* Data excerpted from a collection *
________________________

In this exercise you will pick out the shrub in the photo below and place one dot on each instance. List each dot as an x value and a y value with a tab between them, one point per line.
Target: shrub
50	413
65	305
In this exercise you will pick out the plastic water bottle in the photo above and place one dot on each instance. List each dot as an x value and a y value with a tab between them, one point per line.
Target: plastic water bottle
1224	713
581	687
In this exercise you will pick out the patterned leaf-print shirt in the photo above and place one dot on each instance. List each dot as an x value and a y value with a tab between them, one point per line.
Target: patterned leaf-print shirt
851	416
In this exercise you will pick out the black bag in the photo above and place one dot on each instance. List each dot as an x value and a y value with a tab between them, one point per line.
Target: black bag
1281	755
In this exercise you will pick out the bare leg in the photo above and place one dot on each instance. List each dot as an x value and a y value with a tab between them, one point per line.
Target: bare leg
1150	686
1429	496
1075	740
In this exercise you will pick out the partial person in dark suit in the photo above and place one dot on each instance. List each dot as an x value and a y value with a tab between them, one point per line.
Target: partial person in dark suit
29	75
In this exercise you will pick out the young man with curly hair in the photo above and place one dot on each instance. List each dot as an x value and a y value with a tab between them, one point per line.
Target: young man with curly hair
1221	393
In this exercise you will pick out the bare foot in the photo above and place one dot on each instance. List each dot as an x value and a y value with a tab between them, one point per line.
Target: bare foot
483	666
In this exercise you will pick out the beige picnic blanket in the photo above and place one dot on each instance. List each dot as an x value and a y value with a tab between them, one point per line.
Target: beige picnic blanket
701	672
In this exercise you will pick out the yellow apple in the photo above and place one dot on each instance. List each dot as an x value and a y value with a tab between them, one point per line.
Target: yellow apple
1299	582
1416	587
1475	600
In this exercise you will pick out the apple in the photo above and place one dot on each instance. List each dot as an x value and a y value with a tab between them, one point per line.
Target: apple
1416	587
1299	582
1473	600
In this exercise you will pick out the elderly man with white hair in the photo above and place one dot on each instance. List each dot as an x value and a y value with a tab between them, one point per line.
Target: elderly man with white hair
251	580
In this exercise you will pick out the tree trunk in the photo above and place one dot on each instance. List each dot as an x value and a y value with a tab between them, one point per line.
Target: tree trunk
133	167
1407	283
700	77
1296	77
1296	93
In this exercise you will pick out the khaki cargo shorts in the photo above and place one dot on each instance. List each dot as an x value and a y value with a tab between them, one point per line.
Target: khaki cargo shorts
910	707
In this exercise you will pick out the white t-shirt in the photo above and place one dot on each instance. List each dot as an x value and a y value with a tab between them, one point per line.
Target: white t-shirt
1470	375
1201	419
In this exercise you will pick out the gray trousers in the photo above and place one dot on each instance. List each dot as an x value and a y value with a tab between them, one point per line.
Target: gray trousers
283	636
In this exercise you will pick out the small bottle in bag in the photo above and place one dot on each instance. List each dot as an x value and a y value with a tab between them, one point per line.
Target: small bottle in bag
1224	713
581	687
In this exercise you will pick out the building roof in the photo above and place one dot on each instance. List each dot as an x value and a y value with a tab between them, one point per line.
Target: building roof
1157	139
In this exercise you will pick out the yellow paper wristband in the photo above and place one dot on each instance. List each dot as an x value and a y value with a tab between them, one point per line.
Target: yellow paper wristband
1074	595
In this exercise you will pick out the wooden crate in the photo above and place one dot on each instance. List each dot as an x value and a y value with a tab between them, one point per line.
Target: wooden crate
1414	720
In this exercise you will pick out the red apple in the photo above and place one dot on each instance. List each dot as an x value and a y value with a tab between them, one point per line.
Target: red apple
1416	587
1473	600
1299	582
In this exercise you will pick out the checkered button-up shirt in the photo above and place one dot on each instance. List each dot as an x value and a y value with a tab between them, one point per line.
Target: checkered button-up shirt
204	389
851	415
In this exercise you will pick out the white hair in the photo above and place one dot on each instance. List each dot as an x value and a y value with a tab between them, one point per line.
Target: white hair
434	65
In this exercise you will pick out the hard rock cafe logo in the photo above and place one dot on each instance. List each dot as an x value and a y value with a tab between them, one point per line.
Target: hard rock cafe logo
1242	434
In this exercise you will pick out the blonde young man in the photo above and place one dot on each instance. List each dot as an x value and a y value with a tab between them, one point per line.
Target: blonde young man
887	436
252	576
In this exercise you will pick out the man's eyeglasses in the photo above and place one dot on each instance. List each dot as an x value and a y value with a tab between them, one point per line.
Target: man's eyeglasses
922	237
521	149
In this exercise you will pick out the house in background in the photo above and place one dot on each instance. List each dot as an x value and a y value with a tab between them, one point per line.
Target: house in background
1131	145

________________________

* Exercise directions *
Please reproduce all of the data above line for line, changing nothing.

* Exercise solution *
In this exercise you will pick out the shrub in the photo below and place one dot on each instance. List each dot as an x value and a y value with a tab between them, one point per line.
Target: shrub
50	413
65	305
In this exercise you will pick out the plastic water bottle in the photo above and place one dot on each instance. List each dot as an x value and a y value with a tab between them, one point per line.
Target: plastic water bottle
1224	713
581	687
In this exercise you will pick out the patterned leaf-print shirt in the photo above and place one dot on each instance. List each dot as an x value and a y value with a tab between them, one point per line.
Target: patterned leaf-print shirt
851	416
In this exercise you will pick out the black bag in the photo above and place one dot on each instance. List each dot as an x value and a y value with a tab between them, one point per line.
Target: black bag
1281	755
In this exercise you will pick out the bare leg in the photo above and place one dot on each instance. List each dot as an x value and a y value with a tab between them, one point per line.
Target: bare leg
1150	686
1429	496
1075	740
In this exercise you will pick out the partial person in dark suit in the photo above and place one dot on each instance. List each dot as an x value and a y value with a tab between them, one point per line.
Target: partial person in dark suit
29	75
In this exercise you will pick out the young man with curly hair in the photo above and place one dot on each instance. List each dot as an x value and a y value with a tab between them, one point per line.
Target: young man with curly hair
1221	393
In this exercise you will pick out the bare foot in the photo above and place one dot on each instance. List each dot as an x value and a y value with a tab between them, one point per line.
Target: bare foot
483	666
In this exercise you will pick out the beige picnic blanket in the photo above and place one dot on each instance. List each dot as an x value and a y value with a tab between them, one point per line.
Target: beige picnic blanket
701	672
In this exercise you will pick out the yellow apple in the photo above and place one dot on each instance. List each dot as an x value and a y value with a tab between them, one point per line.
Target: yellow apple
1299	582
1416	587
1475	600
In this exercise you will pick out the apple in the photo above and place one dot on each instance. List each dot as an x value and a y value with a tab between them, one point per line.
Target: apple
1416	587
1299	582
1473	600
In this exercise you will pick out the elderly man with white hair in the photo above and place one dot on each instance. List each dot as an x value and a y value with a tab between them, one point per line.
Target: elderly man with white hair
251	580
In this exercise you will pick out the tree trunk in the photo above and place one dot on each instance. List each dot as an x value and a y value with a tab between them, one point per line.
Target: tree trunk
133	167
1407	283
700	77
1296	77
1296	93
In this exercise you will pick out the khaki cargo shorts in the photo above and place one dot on each instance. List each dot as an x value and a y value with a tab between them, one point per line.
Target: khaki cargo shorts
910	707
In this exercise you will pick out the white t-shirt in the photo above and place one dot on each instance. List each dot as an x value and a y value with a tab between them, one point per line.
Target: white t-shirt
1470	375
1201	419
In this exercise you will pick out the gray trousers in the photo above and place one dot on each instance. List each dot as an x value and a y value with a tab between them, one point per line.
Target: gray trousers
283	636
In this exercise you will pick out the small bottle in bag in the photo above and place one dot on each instance. List each dot as an x value and a y value with a tab between them, one point per line.
Target: small bottle in bag
1224	713
581	687
In this exercise you will pick out the building roof in the photo above and place one dot on each instance. List each dot as an x value and a y value with a tab between them, one point per line.
Target: building roof
1157	139
In this exercise you will pick out the yellow paper wristband in the photo above and place one dot on each instance. List each dot as an x value and a y value with a tab between them, one point per line.
Target: yellow paper wristband
1074	595
In this exercise you will pick out the wooden crate in the photo above and place one dot on each instance. List each dot as an x value and a y value with a tab between them, one point per line.
Target: wooden crate
1414	720
In this exercise you will pick out the red apple in the photo above and place one dot on each instance. List each dot as an x value and a y value with a tab between them, one point per line.
Target: red apple
1416	587
1473	600
1299	582
In this exercise you will pick out the checkered button-up shirt in the photo above and place one dot on each instance. List each dot as an x value and a y value with a tab between them, one point per line.
Target: checkered button-up shirt
204	389
851	415
In this exercise you will pick out the white hair in the photo above and place one dot on each instance. List each dot as an x value and a y value with a tab between them, one point per line.
Target: white hair
434	65
In this exercise you will pick out the hard rock cafe logo in the photo above and place one dot on each instance. List each dot as an x value and a y value with a tab between them, one point per line.
Target: hard rock cafe logo
1242	434
In this exercise you will pick out the blonde young man in the photo above and place one dot on each instance. List each dot as an x value and a y value with a tab between them, one point per line.
Target: blonde young man
887	436
252	576
In this exercise you will pick out the man's eyeglasses in the photo above and place one dot on each instance. List each dot as an x value and a y value with a tab between them, one point per line.
Target: man's eyeglasses
922	237
521	149
In this exercise you will pick out the house in background in the photo above and place one dot on each instance. List each dot as an x value and a y value with a tab between them, one point per line.
Target: house in background
1131	145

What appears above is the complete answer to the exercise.